start DATA ENTRIES
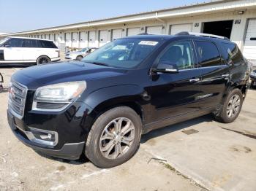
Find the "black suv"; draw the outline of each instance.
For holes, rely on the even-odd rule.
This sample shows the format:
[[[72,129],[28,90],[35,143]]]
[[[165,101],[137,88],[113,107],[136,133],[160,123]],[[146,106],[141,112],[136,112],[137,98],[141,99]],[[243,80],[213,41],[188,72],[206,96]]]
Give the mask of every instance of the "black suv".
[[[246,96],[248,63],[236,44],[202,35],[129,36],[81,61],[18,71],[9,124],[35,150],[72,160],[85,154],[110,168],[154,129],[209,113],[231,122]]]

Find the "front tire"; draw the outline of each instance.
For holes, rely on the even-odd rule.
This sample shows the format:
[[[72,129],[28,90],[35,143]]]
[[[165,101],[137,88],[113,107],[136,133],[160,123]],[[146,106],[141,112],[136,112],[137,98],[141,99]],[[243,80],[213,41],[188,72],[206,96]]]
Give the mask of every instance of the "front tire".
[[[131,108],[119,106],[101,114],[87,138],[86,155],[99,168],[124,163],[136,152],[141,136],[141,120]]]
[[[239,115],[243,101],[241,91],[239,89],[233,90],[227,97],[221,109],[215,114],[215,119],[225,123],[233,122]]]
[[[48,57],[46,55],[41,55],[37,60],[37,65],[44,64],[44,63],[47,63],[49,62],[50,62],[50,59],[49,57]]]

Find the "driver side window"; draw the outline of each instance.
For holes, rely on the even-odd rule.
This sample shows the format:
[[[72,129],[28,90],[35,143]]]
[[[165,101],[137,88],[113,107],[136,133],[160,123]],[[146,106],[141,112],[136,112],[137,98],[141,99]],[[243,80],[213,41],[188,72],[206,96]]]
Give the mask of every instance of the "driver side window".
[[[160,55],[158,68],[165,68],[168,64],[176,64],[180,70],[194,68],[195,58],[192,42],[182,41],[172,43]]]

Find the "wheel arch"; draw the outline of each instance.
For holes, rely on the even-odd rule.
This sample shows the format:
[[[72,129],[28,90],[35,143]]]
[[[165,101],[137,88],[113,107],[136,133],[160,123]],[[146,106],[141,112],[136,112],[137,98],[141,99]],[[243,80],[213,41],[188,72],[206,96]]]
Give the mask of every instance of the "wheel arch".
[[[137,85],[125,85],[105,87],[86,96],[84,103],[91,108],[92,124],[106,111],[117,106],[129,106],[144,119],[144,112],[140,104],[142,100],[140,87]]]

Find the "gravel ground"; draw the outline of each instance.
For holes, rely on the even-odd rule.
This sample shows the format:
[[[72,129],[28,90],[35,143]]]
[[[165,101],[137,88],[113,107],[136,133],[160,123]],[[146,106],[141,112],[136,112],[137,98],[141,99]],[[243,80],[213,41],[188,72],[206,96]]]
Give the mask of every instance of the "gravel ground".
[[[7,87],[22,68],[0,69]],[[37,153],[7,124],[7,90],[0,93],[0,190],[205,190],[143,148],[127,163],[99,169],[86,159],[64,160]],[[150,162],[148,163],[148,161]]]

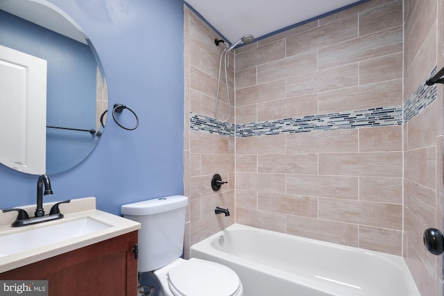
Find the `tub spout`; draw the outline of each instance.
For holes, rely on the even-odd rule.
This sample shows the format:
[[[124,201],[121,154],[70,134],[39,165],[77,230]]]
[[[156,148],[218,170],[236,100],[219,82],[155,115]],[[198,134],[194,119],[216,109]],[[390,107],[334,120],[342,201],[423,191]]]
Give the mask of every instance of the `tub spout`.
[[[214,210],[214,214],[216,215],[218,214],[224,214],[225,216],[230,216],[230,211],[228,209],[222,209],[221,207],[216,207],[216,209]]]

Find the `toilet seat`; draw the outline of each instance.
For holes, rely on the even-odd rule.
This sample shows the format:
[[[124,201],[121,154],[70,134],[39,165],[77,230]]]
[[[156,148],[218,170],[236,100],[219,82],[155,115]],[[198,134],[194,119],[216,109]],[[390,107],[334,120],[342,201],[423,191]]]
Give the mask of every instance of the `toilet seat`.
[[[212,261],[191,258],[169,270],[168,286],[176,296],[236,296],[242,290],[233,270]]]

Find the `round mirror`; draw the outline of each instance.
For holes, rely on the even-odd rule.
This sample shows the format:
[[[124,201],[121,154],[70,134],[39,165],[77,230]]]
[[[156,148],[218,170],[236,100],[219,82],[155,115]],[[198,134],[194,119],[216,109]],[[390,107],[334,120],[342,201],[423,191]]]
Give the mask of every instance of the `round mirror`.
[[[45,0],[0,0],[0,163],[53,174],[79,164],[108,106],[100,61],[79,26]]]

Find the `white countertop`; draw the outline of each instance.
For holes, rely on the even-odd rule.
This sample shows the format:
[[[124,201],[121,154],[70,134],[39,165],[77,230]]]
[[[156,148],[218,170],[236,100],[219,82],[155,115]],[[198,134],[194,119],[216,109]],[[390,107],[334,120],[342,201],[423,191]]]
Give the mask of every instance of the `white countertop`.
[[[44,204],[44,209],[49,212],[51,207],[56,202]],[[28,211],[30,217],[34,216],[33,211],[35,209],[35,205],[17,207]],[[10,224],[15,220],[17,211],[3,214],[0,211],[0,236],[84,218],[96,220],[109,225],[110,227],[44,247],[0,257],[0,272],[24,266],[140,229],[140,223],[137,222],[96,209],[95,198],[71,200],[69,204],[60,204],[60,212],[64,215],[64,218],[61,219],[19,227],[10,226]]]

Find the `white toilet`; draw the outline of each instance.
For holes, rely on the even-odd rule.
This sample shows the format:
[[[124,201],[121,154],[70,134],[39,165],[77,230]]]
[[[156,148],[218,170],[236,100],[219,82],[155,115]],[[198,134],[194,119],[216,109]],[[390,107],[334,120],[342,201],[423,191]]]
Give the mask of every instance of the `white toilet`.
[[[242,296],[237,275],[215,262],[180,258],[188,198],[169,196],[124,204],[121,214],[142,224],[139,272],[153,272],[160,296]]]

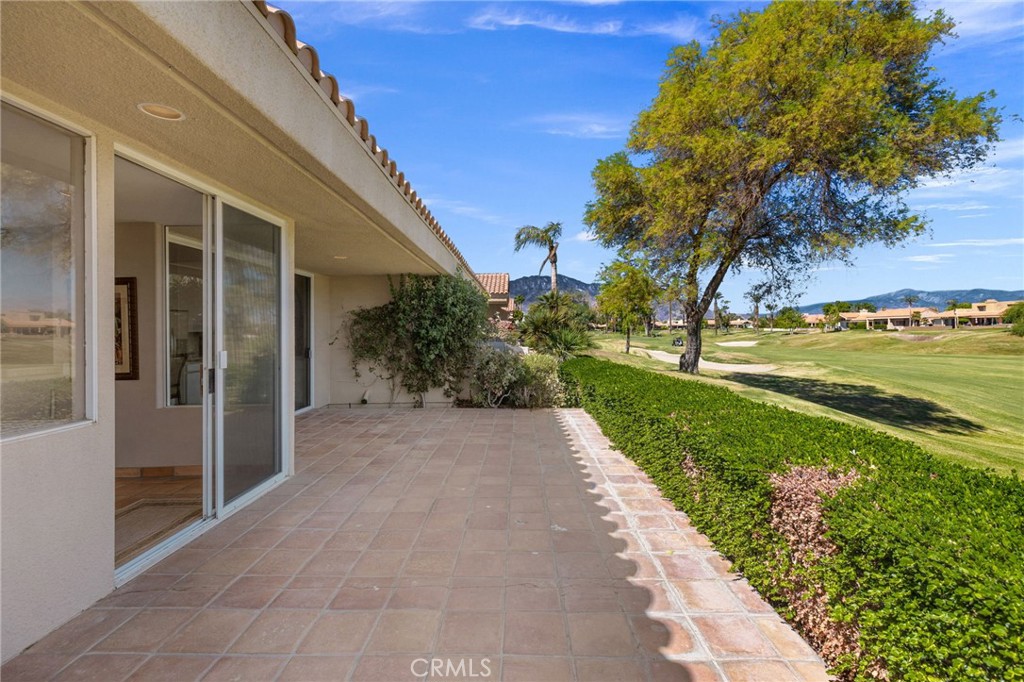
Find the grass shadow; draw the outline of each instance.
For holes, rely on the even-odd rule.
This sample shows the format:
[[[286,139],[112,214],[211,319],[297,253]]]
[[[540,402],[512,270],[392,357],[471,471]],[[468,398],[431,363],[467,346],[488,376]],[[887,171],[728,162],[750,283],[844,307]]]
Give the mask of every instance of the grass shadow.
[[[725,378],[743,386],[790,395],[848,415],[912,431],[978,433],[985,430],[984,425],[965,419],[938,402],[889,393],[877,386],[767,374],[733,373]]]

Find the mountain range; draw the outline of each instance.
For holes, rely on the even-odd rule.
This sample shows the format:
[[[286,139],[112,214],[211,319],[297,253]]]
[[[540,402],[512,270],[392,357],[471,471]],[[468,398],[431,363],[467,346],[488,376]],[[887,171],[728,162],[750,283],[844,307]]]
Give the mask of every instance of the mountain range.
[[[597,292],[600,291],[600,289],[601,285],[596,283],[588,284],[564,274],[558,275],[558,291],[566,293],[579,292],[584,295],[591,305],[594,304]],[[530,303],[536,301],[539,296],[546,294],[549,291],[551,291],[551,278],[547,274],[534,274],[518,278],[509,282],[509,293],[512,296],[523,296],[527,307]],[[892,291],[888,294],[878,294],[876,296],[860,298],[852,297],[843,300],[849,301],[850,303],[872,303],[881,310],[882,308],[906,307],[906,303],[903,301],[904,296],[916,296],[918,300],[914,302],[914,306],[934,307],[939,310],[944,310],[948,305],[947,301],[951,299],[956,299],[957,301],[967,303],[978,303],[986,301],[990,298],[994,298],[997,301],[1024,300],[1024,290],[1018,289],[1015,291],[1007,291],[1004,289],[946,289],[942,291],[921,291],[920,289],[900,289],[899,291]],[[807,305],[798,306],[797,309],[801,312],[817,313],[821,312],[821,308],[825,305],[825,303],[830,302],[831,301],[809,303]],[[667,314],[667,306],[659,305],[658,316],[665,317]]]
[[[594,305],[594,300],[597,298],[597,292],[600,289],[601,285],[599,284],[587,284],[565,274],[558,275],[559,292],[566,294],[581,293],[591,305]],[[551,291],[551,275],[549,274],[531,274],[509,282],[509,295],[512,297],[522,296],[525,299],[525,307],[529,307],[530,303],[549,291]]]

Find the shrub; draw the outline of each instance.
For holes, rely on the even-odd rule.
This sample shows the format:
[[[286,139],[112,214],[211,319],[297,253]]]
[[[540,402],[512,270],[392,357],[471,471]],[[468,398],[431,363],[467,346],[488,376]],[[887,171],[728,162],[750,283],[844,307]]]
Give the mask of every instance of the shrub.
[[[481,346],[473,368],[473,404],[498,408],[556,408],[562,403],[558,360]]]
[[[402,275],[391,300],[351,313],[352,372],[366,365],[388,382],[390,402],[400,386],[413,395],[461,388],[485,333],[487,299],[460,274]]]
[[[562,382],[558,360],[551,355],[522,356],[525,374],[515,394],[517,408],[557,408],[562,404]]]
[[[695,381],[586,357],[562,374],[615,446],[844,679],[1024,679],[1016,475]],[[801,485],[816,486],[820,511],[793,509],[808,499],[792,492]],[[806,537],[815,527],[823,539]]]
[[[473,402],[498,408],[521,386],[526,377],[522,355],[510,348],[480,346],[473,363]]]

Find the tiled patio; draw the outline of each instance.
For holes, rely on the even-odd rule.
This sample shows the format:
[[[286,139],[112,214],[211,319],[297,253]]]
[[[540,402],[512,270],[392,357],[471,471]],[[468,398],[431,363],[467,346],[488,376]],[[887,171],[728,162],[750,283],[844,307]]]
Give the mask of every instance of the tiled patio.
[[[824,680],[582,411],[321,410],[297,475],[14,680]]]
end DATA ENTRIES
**SET EXERCISE:** Find the line containing "Find the tiled" in the material above. Print it and every line after it through the end, exactly and only those.

**ANSWER FOR THE TASK:**
Find the tiled patio; draw the outline of each instance.
For holes, rely on the even-odd rule.
This sample shows the format:
[[[286,139],[112,214],[211,319],[297,253]]]
[[[540,402],[512,270],[392,357],[471,471]],[[468,398],[431,363],[467,346],[488,376]],[[887,171],[728,162],[750,283],[844,307]]]
Give the mask of every instance of the tiled patio.
[[[824,680],[582,411],[321,410],[297,475],[14,680]]]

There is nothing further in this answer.